▶ Task instructions: Turn all of the material below into a Markdown table with two columns, Row and Text: Row holds a running number, and Text holds one line of the material. Leave out blank lines.

▶ Available records:

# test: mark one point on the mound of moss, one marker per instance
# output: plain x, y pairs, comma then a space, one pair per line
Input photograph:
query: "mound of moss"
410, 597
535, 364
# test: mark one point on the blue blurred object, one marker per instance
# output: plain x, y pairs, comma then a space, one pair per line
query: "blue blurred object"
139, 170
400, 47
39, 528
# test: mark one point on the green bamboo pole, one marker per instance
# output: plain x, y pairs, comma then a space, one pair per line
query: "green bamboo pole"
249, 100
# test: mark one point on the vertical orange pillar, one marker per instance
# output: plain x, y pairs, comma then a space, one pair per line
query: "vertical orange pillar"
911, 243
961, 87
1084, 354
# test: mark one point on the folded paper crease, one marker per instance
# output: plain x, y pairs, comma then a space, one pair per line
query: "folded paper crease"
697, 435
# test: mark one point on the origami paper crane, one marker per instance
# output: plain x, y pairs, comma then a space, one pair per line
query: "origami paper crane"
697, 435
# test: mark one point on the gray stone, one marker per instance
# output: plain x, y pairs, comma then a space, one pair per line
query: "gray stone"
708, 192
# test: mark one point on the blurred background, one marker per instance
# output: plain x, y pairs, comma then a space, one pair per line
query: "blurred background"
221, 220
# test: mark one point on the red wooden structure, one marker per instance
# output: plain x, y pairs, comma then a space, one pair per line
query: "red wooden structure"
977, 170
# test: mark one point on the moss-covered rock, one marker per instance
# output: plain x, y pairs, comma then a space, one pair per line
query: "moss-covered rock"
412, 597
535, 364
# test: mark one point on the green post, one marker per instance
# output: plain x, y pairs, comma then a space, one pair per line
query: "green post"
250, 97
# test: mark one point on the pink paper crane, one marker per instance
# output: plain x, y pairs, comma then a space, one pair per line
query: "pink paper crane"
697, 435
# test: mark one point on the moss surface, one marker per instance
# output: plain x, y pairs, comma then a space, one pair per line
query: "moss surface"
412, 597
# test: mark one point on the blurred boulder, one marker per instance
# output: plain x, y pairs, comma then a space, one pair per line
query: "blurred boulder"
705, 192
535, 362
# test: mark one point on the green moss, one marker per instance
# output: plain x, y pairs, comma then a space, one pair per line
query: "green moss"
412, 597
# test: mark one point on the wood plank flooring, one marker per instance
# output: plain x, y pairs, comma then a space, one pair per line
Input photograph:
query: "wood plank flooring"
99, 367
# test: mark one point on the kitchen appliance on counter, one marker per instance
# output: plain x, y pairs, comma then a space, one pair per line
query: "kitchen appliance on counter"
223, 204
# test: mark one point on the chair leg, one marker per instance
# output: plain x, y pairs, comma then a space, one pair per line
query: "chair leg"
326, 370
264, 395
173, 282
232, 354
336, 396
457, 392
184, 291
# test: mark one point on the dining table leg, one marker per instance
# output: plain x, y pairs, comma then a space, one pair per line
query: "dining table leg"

▶ Solution for this exercise:
| Row | Text |
|---|---|
| 1 | # test: mark one point on the mound of moss, one marker per instance |
| 2 | # output: plain x, y pairs, comma then a space, one pair per line |
| 3 | Input photograph: |
| 4 | query: "mound of moss" |
| 5 | 410, 597 |
| 6 | 535, 364 |
| 7 | # test: mark one point on the blue blurred object, one marker per instance |
| 8 | # output: plain x, y pairs, comma then a space, one pair per line |
| 9 | query: "blue blurred object" |
| 10 | 139, 170 |
| 11 | 400, 47 |
| 12 | 39, 528 |
| 13 | # test: mark one point on the green bamboo pole, one marker per instance |
| 14 | # output: plain x, y pairs, comma then a space, one pair per line |
| 15 | query: "green bamboo pole" |
| 16 | 249, 100 |
| 17 | # test: mark one point on the vertical orange pillar, one marker per instance |
| 18 | # output: plain x, y pairs, comma then a space, one pair per line |
| 19 | query: "vertical orange pillar" |
| 20 | 911, 243 |
| 21 | 961, 87 |
| 22 | 1084, 354 |
| 23 | # test: mark one point on the folded paper crease, one marker per instance |
| 24 | # output: plain x, y pairs, comma then a space, one pair per line |
| 25 | query: "folded paper crease" |
| 26 | 697, 435 |
| 27 | # test: mark one point on the origami paper crane, one marker per instance |
| 28 | # output: plain x, y pairs, comma then a space, one pair per line |
| 29 | query: "origami paper crane" |
| 30 | 697, 435 |
| 31 | # test: mark one point on the gray stone, one marker per instance |
| 32 | # output: plain x, y pairs, comma then a space, one pair per line |
| 33 | query: "gray stone" |
| 34 | 708, 192 |
| 35 | # test: mark one point on the blurred background, one marker per instance |
| 36 | # output: plain x, y pairs, comma then a space, one pair per line |
| 37 | query: "blurred background" |
| 38 | 221, 220 |
| 39 | # test: mark one point on the red wooden structure, one marker per instance |
| 40 | # output: plain x, y pairs, comma then a space, one pair per line |
| 41 | query: "red wooden structure" |
| 42 | 977, 170 |
| 43 | # test: mark one point on the moss-covered rock, one marker per instance |
| 44 | # output: plain x, y pairs, comma then a space, one pair per line |
| 45 | query: "moss-covered rock" |
| 46 | 412, 597 |
| 47 | 535, 364 |
| 48 | # test: mark one point on the green post, one marker per instance |
| 49 | # output: plain x, y pairs, comma then a space, one pair per line |
| 50 | query: "green post" |
| 51 | 250, 97 |
| 52 | # test: mark one point on the pink paper crane, one marker per instance |
| 53 | # output: plain x, y pairs, comma then a space, one pair per line |
| 54 | query: "pink paper crane" |
| 55 | 697, 435 |
| 56 | # test: mark one point on the moss surface, one marker per instance |
| 57 | # output: plain x, y pairs, comma then a space, one pair per line |
| 58 | query: "moss surface" |
| 59 | 412, 597 |
| 60 | # test: mark one point on the blurred boulder, one marker per instance |
| 61 | # output: plain x, y pairs, comma then a space, one pair per line |
| 62 | query: "blurred boulder" |
| 63 | 705, 192 |
| 64 | 535, 362 |
| 65 | # test: mark one point on the green moss, one marker per instance |
| 66 | # output: plain x, y pairs, comma then a space, one pair per line |
| 67 | query: "green moss" |
| 68 | 412, 597 |
| 69 | # test: mark one point on the wood plank flooring, one marker per instance |
| 70 | # output: plain x, y pairs, comma then a space, one pair per line |
| 71 | Input photograph: |
| 72 | query: "wood plank flooring" |
| 73 | 99, 367 |
| 74 | # test: mark one point on the kitchen appliance on counter, one marker per instance |
| 75 | # output: plain x, y pairs, comma then a space, one pair per line |
| 76 | query: "kitchen appliance on counter" |
| 77 | 223, 204 |
| 78 | # test: mark one point on the chair leg, one marker per instance |
| 79 | # output: plain x, y pairs, comma then a space, one pair per line |
| 80 | query: "chair leg" |
| 81 | 326, 370 |
| 82 | 264, 395 |
| 83 | 173, 282 |
| 84 | 232, 354 |
| 85 | 336, 396 |
| 86 | 457, 392 |
| 87 | 184, 291 |
| 88 | # test: mark one point on the dining table leg, one marker per instance |
| 89 | # output: plain x, y pairs, comma then a space, one pair per line |
| 90 | query: "dining table leg" |